> SET OF TASKS
1. From the article on Jacques Villeneuve's F1 career, reproduce the stretch from "Now, as we observe" through "by the media.".
2. In the article on Jacques Villeneuve's F1 career, who was his manager?
3. Extend the article on Jacques Villeneuve's F1 career past its last line.
# DOCUMENT SECTION start
The remarkable Jacques Villeneuve and his career-wrecking F1 decision

F1

Jacques Villeneuve's searing F1 debut was a prelude to a scintillating run where he dispatched distinguished opponents and won the title. But then, writes Matt Bishop, he made one bad decision that he never recovered from

Jacques Villeneuve on the 1997 Jerez podium after becoming F1 world champion

Paul-Henri Cahier/Getty Images

Very seldom in the history of Formula 1 has a driver enjoyed such phenomenal early success as did Jacques Villeneuve. Thrust into the F1 limelight by Bernie Ecclestone, who well understood the enduring global appeal of that surname and moved heaven and earth to put it into a race-winning Williams-Renault for 1996, 24-year-old Villeneuve became only the third man, after Mario Andretti and Carlos Reutemann, to qualify on the pole for his first championship F1 grand prix. But for an oil leak that prompted the emergence of the ‘slow’ sign five laps from the end of that race, the 1996 Australian Grand Prix, JV (as he styled himself) would have become only the second F1 driver, after Giancarlo Baghetti, to win on his championship F1 grand prix debut. Instead he finished second, behind his team-mate Damon Hill, who had already won 13 grands prix. Jacques would score four grand prix victories that year, and seven the next, thereby winning the 1997 drivers’ world championship.

Now, as we observe him doing F1 TV punditry in pitlanes and paddocks a quarter of a century after those heady days, bald and bespectacled, often cryptic of countenance, unmolested by journalists or even spectators, it is easy to forget that in the same locations in his heyday he would have been mobbed by fans begging for autographs and besieged by media looking for quotes. Peroxide-blond, wearing over-sized and therefore comically baggy overalls for reasons that were never clear, other than that perhaps they matched the grungy street wear that he preferred, he would usually say no to such requests, encouraged so to do by his manager Craig Pollock, who was new to motorsport and was much derided therefore, particularly by the media.

“If you try to pass there, we’ll have to pick you out of the barrier”
# DOCUMENT SECTION end
# INFORMATION PROVIDED start
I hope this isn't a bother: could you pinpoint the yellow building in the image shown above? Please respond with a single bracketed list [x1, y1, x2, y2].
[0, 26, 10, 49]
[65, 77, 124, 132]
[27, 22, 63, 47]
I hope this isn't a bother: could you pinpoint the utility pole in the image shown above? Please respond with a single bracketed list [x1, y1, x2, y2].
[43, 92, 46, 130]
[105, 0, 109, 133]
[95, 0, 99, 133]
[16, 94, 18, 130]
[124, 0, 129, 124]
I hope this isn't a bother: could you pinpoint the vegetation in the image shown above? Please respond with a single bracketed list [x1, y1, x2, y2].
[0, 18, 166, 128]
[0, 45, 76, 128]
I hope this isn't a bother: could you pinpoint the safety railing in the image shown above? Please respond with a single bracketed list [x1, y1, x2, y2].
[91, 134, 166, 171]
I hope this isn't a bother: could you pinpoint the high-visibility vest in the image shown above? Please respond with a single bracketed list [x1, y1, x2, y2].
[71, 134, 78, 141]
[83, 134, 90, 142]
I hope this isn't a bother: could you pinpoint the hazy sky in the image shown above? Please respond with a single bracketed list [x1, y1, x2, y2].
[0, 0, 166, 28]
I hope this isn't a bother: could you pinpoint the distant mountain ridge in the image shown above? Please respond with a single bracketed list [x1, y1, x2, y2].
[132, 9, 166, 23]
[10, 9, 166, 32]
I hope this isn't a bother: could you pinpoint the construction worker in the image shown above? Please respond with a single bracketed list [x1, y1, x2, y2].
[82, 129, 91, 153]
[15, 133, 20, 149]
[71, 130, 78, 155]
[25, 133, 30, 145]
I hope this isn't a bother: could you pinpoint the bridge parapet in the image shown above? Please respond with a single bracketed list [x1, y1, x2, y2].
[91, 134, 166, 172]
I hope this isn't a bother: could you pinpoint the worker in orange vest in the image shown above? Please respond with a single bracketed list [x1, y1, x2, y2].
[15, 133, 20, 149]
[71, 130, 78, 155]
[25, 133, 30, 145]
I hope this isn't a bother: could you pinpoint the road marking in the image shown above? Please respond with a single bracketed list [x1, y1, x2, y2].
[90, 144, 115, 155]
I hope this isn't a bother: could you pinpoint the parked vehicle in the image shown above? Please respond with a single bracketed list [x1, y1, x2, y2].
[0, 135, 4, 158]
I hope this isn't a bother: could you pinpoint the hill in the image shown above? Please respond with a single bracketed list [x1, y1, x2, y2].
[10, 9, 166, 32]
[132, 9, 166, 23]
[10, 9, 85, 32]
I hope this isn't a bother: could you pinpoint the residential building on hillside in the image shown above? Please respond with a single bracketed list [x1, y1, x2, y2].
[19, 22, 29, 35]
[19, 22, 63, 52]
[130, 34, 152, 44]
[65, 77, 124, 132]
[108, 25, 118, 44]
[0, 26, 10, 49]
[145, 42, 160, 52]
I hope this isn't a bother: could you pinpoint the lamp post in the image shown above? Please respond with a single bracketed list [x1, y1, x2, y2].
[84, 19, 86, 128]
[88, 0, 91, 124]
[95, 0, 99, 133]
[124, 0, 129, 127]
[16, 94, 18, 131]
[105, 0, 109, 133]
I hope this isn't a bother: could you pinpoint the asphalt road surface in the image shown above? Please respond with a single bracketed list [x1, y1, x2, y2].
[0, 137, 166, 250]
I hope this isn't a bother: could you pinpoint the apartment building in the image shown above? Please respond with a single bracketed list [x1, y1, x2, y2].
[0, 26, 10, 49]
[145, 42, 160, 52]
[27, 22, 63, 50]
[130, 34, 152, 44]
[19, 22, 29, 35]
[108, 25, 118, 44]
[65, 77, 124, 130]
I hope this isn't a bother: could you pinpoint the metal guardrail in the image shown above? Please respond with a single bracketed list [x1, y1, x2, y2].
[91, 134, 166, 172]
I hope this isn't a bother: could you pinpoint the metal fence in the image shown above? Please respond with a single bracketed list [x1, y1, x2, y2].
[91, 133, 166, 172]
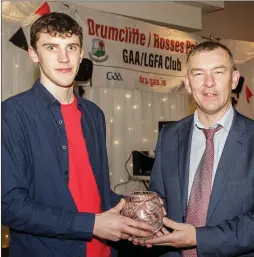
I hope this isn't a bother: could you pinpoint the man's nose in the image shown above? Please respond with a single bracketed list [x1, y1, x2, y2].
[58, 49, 69, 63]
[205, 73, 215, 87]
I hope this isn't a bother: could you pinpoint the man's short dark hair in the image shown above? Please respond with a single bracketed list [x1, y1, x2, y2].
[187, 41, 236, 70]
[30, 12, 83, 49]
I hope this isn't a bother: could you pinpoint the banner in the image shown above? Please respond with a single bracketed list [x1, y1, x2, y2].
[75, 8, 199, 93]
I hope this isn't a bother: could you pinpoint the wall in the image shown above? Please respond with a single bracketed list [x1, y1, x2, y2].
[195, 1, 254, 42]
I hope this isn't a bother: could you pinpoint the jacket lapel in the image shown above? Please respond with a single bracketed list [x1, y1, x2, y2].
[178, 116, 193, 219]
[207, 112, 248, 223]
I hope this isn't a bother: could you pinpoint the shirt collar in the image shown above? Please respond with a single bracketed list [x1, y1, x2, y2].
[194, 105, 234, 132]
[33, 79, 83, 108]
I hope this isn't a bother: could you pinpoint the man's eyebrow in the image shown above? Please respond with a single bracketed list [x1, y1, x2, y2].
[213, 64, 227, 70]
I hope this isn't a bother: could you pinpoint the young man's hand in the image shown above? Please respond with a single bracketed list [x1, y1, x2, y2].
[93, 199, 153, 241]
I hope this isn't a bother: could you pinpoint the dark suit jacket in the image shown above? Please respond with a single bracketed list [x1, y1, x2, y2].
[2, 81, 119, 257]
[150, 111, 254, 257]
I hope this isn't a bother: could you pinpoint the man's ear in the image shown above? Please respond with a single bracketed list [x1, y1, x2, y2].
[232, 70, 240, 90]
[184, 75, 192, 94]
[28, 46, 39, 63]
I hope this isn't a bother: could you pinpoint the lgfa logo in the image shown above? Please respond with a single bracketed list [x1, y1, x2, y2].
[88, 38, 108, 62]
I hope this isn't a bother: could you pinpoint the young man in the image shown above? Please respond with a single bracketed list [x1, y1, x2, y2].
[2, 13, 152, 257]
[146, 41, 254, 257]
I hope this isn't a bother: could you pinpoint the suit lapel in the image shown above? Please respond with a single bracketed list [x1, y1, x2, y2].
[178, 116, 193, 217]
[207, 112, 248, 223]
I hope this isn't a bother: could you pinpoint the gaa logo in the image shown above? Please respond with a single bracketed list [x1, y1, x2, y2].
[107, 71, 123, 81]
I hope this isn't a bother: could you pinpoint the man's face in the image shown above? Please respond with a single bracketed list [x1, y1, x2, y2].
[29, 33, 83, 87]
[185, 48, 240, 115]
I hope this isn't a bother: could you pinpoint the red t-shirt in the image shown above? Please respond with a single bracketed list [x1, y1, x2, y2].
[61, 97, 110, 257]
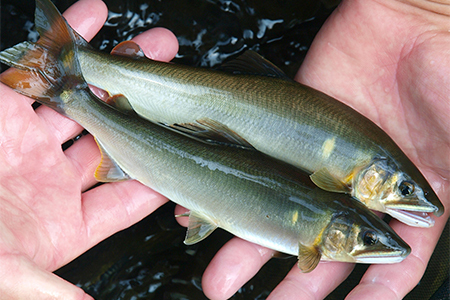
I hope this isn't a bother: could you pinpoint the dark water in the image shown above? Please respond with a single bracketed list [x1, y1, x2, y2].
[0, 0, 450, 300]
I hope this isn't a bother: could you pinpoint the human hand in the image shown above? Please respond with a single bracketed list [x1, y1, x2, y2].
[0, 0, 178, 300]
[176, 0, 450, 299]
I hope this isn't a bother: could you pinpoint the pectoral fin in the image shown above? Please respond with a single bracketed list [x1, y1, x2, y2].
[111, 41, 145, 59]
[298, 243, 322, 273]
[94, 139, 130, 182]
[169, 119, 254, 150]
[184, 212, 217, 245]
[106, 94, 134, 114]
[310, 168, 350, 193]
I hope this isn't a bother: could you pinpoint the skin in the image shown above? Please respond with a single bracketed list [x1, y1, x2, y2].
[0, 0, 450, 299]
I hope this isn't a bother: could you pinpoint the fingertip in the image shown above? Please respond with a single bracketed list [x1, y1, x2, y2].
[202, 238, 273, 300]
[175, 205, 189, 227]
[133, 27, 178, 61]
[63, 0, 108, 41]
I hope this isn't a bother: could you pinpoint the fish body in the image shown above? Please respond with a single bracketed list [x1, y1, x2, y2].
[0, 0, 410, 272]
[73, 29, 444, 227]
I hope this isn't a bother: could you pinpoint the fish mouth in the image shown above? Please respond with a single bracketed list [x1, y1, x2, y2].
[354, 249, 411, 264]
[355, 253, 406, 264]
[386, 207, 434, 228]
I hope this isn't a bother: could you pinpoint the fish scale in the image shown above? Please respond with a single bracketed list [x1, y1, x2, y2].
[0, 0, 410, 272]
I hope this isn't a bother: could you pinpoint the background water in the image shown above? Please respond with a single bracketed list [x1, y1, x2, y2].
[0, 0, 450, 300]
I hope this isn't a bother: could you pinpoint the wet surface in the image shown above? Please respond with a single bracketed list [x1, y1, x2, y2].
[0, 0, 450, 299]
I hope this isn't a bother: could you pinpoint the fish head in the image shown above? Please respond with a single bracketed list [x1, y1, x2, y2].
[321, 201, 411, 264]
[352, 159, 439, 227]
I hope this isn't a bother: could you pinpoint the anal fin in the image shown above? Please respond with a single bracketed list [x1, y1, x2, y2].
[298, 243, 322, 273]
[184, 212, 217, 245]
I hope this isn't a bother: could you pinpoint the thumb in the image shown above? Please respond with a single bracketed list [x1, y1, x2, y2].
[0, 254, 94, 300]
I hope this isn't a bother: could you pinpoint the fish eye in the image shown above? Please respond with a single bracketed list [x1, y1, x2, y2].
[398, 180, 414, 196]
[363, 230, 378, 246]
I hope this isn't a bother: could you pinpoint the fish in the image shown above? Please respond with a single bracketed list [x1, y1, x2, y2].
[58, 5, 444, 227]
[0, 0, 411, 272]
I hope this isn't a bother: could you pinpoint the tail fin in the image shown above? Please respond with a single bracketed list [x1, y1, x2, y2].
[0, 0, 88, 113]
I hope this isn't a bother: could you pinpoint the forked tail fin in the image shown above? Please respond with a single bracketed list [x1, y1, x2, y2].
[0, 0, 88, 113]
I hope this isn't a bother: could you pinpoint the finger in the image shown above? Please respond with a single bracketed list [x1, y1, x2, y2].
[268, 262, 354, 300]
[36, 0, 108, 144]
[132, 27, 178, 61]
[80, 180, 167, 253]
[0, 255, 93, 300]
[64, 134, 100, 191]
[202, 238, 274, 300]
[63, 0, 108, 41]
[346, 211, 448, 300]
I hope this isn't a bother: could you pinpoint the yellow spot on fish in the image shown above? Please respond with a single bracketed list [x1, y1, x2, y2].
[322, 137, 336, 158]
[292, 210, 298, 223]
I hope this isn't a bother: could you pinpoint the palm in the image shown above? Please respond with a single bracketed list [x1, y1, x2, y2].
[0, 86, 86, 269]
[0, 0, 170, 299]
[203, 0, 450, 299]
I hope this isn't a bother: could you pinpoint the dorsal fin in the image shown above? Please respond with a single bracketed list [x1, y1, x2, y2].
[94, 139, 130, 182]
[169, 118, 254, 150]
[182, 211, 217, 245]
[218, 50, 293, 81]
[111, 41, 145, 59]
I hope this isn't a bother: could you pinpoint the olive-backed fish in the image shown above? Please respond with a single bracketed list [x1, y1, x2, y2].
[0, 0, 410, 272]
[62, 6, 444, 227]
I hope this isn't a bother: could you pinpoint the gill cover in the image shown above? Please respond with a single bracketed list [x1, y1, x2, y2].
[352, 159, 439, 227]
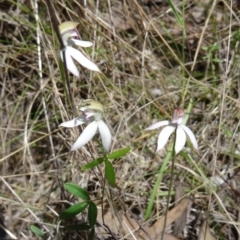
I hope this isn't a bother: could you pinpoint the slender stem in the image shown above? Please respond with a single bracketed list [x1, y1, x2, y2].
[161, 127, 177, 240]
[46, 0, 76, 115]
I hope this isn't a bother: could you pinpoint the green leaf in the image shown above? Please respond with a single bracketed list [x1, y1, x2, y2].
[108, 147, 131, 159]
[30, 225, 44, 237]
[88, 228, 95, 240]
[64, 182, 90, 201]
[65, 223, 92, 231]
[81, 158, 104, 172]
[59, 202, 89, 219]
[105, 159, 116, 186]
[88, 201, 97, 227]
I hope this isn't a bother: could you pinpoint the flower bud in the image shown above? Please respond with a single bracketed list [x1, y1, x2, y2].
[79, 99, 104, 121]
[58, 21, 78, 45]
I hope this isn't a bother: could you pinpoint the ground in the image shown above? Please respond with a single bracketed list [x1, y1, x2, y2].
[0, 0, 240, 240]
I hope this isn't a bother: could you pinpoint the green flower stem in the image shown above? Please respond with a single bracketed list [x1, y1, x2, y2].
[145, 99, 193, 221]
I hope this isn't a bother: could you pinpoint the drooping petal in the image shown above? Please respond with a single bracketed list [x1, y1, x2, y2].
[67, 46, 100, 72]
[71, 121, 98, 151]
[69, 38, 92, 47]
[175, 125, 187, 154]
[181, 125, 198, 149]
[145, 120, 170, 130]
[59, 118, 86, 128]
[61, 46, 80, 77]
[97, 120, 112, 152]
[156, 126, 175, 152]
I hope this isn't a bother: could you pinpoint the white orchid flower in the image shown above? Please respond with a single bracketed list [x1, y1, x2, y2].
[145, 109, 198, 154]
[59, 21, 100, 77]
[59, 99, 112, 152]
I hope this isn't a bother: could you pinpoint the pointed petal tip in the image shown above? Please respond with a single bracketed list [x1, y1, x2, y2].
# INFORMATION PROVIDED end
> FINAL ANSWERS
1.
Now, as we observe him doing F1 TV punditry in pitlanes and paddocks a quarter of a century after those heady days, bald and bespectacled, often cryptic of countenance, unmolested by journalists or even spectators, it is easy to forget that in the same locations in his heyday he would have been mobbed by fans begging for autographs and besieged by media looking for quotes. Peroxide-blond, wearing over-sized and therefore comically baggy overalls for reasons that were never clear, other than that perhaps they matched the grungy street wear that he preferred, he would usually say no to such requests, encouraged so to do by his manager Craig Pollock, who was new to motorsport and was much derided therefore, particularly by the media.

2. Craig Pollock

3.
Nonetheless, press-room purists tended to love Jacques in his early F1 days, especially those who had known his father, Gilles, who had not only been an engagingly hard-charging Ferrari driver in the very late 1970s and very early 1980s but also became an F1 demigod almost as soon as his life had come to a violent, tragic and early end at Zolder in 1982. At first JV seemed to be a chip off the old block. His F1 debut, at Albert Park in 1996, had impressed everyone. But it was at Estoril six months later that he first did something truly extraordinary. Dicing for the lead of the Portuguese Grand Prix with Michael Schumacher, on lap 16 he hurled his Williams around the outside of Schumi’s Ferrari on the entry to the long and fast 180-degree right-hander before the pit straight, and clung on, wheel to wheel with a man who was already infamous for giving no quarter, pulling ahead into a lead he would never lose. It later emerged that he had told his engineers and mechanics the day before that he fancied he might be able to pull off an overtake there, and they had laughed at him. Specifically, one of them had said: “If you try to pass someone there, we’ll have to go down there afterwards and pick you out of the barrier.” But he did it. Against Schumacher. It was remarkable.

Villeneuve alongside Schumacher as the '97 title is about to be decided in Jerez...

Villeneuve alongside Schumacher as the ’97 title is about to be decided in Jerez…

Grand Prix Photo

The next year, 1997, he not only won the F1 world championship, but in doing so he dominated the man whom Frank Williams had hired in place of his own new world champion, Damon Hill: Heinz-Harald Frentzen. Frentzen was talented, undoubtedly, and in the mid-1990s he was widely regarded as a future star. Indeed, in 1990, veteran sports car ace Jochen Mass had publicly opined that Frentzen had been the fastest of his three young Sauber-Mercedes World Endurance Championship team-mates. The other two were Karl Wendlinger and Michael Schumacher, so that was high praise indeed. Yet Villeneuve won seven grands prix for Williams in 1997, Frentzen only one.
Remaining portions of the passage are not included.